Art. 33, let. a et b Selon l'art. 189, al. 4, Cst., les actes de l'Assemblée fédérale et du Conseil fédéral ne peuvent pas être portés devant le Tribunal fédéral (et donc devant aucune autorité judiciaire). Le législateur a le droit de faire des exceptions (art. 189, al. 4, 2 e phrase, Cst.) mais il en a usé avec une grande retenue: il n'existe pas de recours direct au Tribunal fédéral contre ces actes. Dans les cas visés par l'art. 33, let. a et b, LTAF, certaines décisions du Conseil fédéral et des organes de l'Assemblée fédérale peuvent néanmoins être attaquées devant le Tribunal administratif fédéral. Il s'agit surtout des décisions relatives aux rapports de travail du personnel de la Confédération et à la révocation de membres des organes directeurs des unités de l'administration fédérale décentralisée. Si la LTF le permet, les décisions sur recours du Tribunal administratif fédéral peuvent être portées devant le Tribunal fédéral.

Consigne A:
Mettez à jour les lignes ci-dessous, de celle qui contient « shown by (65,120). » jusqu'à la dernière, en remplaçant « Target » par « Object » sans rien modifier d'autre.

Données extraites:
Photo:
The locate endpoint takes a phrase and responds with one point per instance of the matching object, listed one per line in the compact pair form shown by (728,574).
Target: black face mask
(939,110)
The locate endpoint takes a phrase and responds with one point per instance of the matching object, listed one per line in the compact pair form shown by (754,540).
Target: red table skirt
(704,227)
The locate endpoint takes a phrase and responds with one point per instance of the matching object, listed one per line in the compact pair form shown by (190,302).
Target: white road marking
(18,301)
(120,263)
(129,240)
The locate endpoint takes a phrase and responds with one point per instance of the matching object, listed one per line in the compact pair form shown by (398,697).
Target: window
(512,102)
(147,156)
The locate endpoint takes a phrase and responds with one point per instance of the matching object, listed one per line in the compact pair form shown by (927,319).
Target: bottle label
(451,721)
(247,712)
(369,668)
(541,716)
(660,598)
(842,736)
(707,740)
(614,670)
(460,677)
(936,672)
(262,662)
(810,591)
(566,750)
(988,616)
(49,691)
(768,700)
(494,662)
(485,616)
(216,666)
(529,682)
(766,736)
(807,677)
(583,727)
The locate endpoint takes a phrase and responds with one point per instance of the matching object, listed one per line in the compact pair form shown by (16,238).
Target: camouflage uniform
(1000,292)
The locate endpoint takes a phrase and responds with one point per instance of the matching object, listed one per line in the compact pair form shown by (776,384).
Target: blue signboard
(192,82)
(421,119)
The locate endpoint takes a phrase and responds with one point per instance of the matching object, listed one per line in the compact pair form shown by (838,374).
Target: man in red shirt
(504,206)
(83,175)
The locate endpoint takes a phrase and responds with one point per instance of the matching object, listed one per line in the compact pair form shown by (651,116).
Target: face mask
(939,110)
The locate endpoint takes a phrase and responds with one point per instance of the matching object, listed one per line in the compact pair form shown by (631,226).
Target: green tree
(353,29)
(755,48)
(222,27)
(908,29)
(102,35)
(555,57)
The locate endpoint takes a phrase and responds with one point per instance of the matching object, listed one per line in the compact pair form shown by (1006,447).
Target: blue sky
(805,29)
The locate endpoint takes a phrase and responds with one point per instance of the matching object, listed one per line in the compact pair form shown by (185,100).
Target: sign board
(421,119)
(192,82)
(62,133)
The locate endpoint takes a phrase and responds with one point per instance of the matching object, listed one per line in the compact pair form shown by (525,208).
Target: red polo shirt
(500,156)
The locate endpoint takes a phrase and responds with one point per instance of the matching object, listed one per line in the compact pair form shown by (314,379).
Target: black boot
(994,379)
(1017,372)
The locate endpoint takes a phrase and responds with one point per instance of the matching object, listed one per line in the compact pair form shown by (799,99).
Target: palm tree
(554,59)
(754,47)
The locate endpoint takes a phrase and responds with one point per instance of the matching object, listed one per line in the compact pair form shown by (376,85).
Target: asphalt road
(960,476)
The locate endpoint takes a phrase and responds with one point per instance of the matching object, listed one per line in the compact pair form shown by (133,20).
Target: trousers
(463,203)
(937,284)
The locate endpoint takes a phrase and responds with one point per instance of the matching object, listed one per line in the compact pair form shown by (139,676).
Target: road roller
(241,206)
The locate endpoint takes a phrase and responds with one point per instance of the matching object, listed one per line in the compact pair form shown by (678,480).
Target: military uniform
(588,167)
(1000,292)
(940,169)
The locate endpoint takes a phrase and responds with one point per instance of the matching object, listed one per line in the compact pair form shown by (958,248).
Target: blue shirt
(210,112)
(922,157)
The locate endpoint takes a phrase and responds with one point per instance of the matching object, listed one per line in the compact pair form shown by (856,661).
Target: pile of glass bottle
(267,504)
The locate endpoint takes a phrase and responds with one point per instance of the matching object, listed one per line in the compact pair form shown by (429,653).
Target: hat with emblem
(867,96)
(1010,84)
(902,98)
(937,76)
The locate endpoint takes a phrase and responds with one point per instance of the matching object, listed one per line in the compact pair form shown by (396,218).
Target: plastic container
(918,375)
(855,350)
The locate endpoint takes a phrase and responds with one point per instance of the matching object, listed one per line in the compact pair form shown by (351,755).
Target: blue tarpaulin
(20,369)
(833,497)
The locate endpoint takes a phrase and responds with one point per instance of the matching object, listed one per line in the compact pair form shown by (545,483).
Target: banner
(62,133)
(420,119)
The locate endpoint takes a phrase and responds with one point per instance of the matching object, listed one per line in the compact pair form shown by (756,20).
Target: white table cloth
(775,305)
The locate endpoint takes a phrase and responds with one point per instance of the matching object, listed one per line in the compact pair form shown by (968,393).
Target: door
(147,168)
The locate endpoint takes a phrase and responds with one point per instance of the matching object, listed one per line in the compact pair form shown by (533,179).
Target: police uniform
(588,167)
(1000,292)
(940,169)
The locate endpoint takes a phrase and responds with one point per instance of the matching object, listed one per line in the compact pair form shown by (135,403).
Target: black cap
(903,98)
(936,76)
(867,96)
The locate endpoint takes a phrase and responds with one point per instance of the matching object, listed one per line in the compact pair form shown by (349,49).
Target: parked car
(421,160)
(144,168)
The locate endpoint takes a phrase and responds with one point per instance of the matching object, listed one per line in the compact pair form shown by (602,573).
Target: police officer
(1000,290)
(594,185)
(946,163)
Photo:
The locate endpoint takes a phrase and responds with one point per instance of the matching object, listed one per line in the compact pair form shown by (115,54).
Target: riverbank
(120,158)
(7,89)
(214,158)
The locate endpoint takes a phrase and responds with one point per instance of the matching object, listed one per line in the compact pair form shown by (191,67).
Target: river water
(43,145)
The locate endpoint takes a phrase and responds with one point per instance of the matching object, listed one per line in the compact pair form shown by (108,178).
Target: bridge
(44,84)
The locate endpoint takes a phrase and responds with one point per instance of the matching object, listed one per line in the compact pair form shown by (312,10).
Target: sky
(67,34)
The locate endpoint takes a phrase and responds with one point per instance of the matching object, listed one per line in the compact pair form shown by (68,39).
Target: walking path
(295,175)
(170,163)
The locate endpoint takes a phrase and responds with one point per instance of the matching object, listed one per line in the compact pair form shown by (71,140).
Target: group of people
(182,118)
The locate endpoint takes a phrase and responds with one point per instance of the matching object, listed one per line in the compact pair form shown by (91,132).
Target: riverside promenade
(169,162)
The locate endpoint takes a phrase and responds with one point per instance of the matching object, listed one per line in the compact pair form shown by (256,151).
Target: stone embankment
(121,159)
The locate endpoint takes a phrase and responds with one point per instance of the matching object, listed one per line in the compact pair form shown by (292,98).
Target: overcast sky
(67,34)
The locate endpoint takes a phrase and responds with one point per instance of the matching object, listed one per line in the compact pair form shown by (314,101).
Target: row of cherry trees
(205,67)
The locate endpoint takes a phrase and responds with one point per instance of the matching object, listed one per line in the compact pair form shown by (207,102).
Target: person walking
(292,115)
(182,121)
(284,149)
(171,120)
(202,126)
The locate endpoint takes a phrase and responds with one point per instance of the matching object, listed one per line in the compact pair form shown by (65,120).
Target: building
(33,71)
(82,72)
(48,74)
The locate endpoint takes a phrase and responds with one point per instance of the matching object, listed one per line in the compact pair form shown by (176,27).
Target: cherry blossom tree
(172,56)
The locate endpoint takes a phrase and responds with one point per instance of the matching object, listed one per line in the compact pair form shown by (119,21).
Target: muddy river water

Consigne B:
Prolongez l'extrait sur les recours contre les actes de l'Assemblée fédérale et du Conseil fédéral à la suite de sa dernière phrase.

Résultat A:
The locate endpoint takes a phrase and responds with one point per instance of the matching object, listed one per line in the compact pair form shown by (65,120).
Object: building
(33,71)
(82,72)
(48,74)
The locate endpoint takes a phrase and responds with one point per instance of the matching object, listed one per line in the compact pair form shown by (176,27).
Object: cherry blossom tree
(172,56)
The locate endpoint takes a phrase and responds with one point per instance of the matching object, listed one per line in the compact pair form shown by (119,21).
Object: muddy river water

Résultat B:
L'articulation des prescriptions concernant la protection juridictionnelle contre les décisions du Conseil fédéral et de l'Assemblée fédérale est relativement compliquée.

C'est une des motivations de la motion du 3 février 2011 de la Commission des institutions politiques du Conseil national «Protection juridique dans les situations extraordinaires»116. La «délégation automatique» réglée à l'art. 47, al. 6, LOGA est souvent mal comprise. Elle fonctionne de la manière suivante: les décisions à rendre par le Conseil fédéral sont déléguées automatiquement au département compétent sur le fond, lorsque, de par leur objet, elles peuvent être attaquées par un recours au Tribunal administratif fédéral (art. 31 et 32 LTAF), mais que le Conseil fédéral ne peut pas être l'autorité précédente de ce dernier selon l'art. 33 LTAF.

Cette règlementation peu lumineuse concerne en principe toutes les décisions du Conseil fédéral, et non pas uniquement celles qui se fondent sur la Constitution et dont traite la
motion. Concernant d'éventuelles décisions de l'Assemblée fédérale, la protection juridictionnelle, imposée dans certains cas par le droit international, ne peut même être assurée que par l'interprétation au sens d'un comblement des lacunes117.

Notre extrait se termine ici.